• Текст для чтения:
Глава из мемуарной книги американского писателя и общественного деятеля Мориса Самюэля (1895–1972) The Gentleman and the Jew (1950), которую мы представляем вниманию читателей «Лехаима», рассказывает о том, как в начале XX века семья писателя переселяется из румынского местечка в Манчестер и как воспринимает это событие — во множестве интересных деталей — автор мемуаров.
Меня привезли в Англию из Румынии, когда мне было шесть лет, в первом году нынешнего века. Осевшая в районе Стрейнджуэйз в Манчестере группа евреев‑иммигрантов, к которой относилась наша семья, по уровню достатка находилась где‑то у нижнего порога приличной бедности. Не было в этих семействах богачей даже в дальней родне. Не было также в числе их предков ни ученых, ни раввинов, ни праведников. Некоторые еврейские общины славились большой ученостью; наша к таким не относилась. Вообще румынские евреи в плане культуры были одними из самых обделенных среди евреев рассеяния, ну а мы — одними из самых обделенных среди румынских евреев.

• Показанные строки:
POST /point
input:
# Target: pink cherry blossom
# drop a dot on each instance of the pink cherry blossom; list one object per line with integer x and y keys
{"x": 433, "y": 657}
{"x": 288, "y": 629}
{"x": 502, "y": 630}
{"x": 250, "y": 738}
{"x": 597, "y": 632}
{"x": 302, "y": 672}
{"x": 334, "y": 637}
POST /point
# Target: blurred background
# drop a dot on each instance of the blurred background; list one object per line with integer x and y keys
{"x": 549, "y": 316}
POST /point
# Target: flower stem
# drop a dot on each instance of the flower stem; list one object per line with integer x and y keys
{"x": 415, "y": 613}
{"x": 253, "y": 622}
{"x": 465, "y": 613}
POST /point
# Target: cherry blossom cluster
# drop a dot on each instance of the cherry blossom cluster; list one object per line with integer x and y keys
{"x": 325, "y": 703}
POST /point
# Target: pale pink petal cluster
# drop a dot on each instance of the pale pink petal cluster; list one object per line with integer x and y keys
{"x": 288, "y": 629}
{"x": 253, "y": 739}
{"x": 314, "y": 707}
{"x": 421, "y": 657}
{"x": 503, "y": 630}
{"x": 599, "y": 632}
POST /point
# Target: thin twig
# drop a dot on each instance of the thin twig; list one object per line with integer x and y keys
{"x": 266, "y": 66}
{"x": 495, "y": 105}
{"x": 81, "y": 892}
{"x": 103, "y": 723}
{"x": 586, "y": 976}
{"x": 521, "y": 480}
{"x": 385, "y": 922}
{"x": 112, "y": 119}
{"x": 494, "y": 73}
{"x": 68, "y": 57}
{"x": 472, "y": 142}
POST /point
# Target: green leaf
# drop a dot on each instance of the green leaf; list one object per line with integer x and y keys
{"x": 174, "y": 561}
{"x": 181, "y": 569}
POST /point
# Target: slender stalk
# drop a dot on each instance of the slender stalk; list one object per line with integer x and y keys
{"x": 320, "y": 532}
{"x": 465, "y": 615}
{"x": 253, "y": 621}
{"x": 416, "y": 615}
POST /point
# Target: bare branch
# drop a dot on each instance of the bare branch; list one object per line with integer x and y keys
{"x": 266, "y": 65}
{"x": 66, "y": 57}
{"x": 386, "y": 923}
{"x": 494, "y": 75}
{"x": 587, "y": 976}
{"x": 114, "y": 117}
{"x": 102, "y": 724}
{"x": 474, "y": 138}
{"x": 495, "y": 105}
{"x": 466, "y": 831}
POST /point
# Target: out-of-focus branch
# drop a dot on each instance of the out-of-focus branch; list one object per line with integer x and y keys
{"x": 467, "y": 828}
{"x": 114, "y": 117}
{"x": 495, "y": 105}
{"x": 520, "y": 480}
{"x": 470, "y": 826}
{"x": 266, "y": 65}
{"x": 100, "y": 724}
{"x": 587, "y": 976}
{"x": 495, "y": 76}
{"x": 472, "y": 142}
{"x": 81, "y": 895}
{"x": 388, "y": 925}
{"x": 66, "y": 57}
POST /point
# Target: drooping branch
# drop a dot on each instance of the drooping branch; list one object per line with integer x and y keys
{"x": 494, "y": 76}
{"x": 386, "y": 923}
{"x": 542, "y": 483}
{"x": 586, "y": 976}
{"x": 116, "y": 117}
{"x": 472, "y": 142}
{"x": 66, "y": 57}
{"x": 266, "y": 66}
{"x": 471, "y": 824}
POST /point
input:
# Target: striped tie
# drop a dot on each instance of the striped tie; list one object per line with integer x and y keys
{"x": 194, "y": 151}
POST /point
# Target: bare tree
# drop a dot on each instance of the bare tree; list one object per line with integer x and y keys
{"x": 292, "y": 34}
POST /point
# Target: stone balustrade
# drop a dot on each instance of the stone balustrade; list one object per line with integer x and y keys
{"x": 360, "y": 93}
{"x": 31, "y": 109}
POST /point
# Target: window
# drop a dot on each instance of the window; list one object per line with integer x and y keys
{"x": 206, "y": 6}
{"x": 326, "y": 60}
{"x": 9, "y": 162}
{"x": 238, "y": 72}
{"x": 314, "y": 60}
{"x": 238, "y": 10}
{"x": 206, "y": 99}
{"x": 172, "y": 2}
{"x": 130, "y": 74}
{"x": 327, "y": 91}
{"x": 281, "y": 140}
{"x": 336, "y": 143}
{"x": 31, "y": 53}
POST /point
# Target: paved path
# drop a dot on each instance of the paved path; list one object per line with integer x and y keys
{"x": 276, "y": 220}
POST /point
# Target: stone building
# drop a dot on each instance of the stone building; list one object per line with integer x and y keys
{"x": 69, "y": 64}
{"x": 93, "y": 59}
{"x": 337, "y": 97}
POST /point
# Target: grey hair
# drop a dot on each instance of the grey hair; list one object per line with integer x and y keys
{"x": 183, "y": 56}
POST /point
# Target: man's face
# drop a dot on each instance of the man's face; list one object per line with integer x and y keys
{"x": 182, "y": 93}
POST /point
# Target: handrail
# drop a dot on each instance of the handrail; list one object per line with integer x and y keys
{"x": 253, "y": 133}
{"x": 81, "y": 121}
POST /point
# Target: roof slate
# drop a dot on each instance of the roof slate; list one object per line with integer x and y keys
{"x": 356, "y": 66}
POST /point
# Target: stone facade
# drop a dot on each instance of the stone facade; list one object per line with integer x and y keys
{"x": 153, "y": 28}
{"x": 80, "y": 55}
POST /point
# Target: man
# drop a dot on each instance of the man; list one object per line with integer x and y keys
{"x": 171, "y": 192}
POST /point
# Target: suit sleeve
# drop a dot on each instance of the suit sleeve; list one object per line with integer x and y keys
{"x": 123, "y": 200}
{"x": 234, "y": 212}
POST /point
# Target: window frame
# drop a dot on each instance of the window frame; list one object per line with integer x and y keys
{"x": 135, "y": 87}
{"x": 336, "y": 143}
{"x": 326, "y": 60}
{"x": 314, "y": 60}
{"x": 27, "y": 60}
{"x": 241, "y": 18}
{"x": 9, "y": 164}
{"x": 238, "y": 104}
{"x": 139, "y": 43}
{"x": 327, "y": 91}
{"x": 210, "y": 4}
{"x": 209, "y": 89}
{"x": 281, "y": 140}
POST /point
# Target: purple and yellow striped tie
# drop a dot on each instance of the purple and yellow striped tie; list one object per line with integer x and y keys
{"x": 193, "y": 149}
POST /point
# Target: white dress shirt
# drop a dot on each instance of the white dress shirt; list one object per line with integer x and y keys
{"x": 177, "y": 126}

• Задачи:
1. Перепишите из отрывка о переезде в Манчестер часть текста дословно, от "Меня привезли в" до "среди румынских евреев.".
2. Ответьте по отрывку о переезде в Манчестер:
(а) В каком году вышла книга The Gentleman and the Jew?
(б) Сколько лет было автору, когда его привезли в Англию?
(в) В каком районе Манчестера осела группа евреев‑иммигрантов, к которой относилась семья автора?

• Решения по задачам:
1.
Меня привезли в Англию из Румынии, когда мне было шесть лет, в первом году нынешнего века. Осевшая в районе Стрейнджуэйз в Манчестере группа евреев‑иммигрантов, к которой относилась наша семья, по уровню достатка находилась где‑то у нижнего порога приличной бедности. Не было в этих семействах богачей даже в дальней родне. Не было также в числе их предков ни ученых, ни раввинов, ни праведников. Некоторые еврейские общины славились большой ученостью; наша к таким не относилась. Вообще румынские евреи в плане культуры были одними из самых обделенных среди евреев рассеяния, ну а мы — одними из самых обделенных среди румынских евреев.

2.
(а) В 1950 году.
(б) Шесть лет.
(в) В районе Стрейнджуэйз.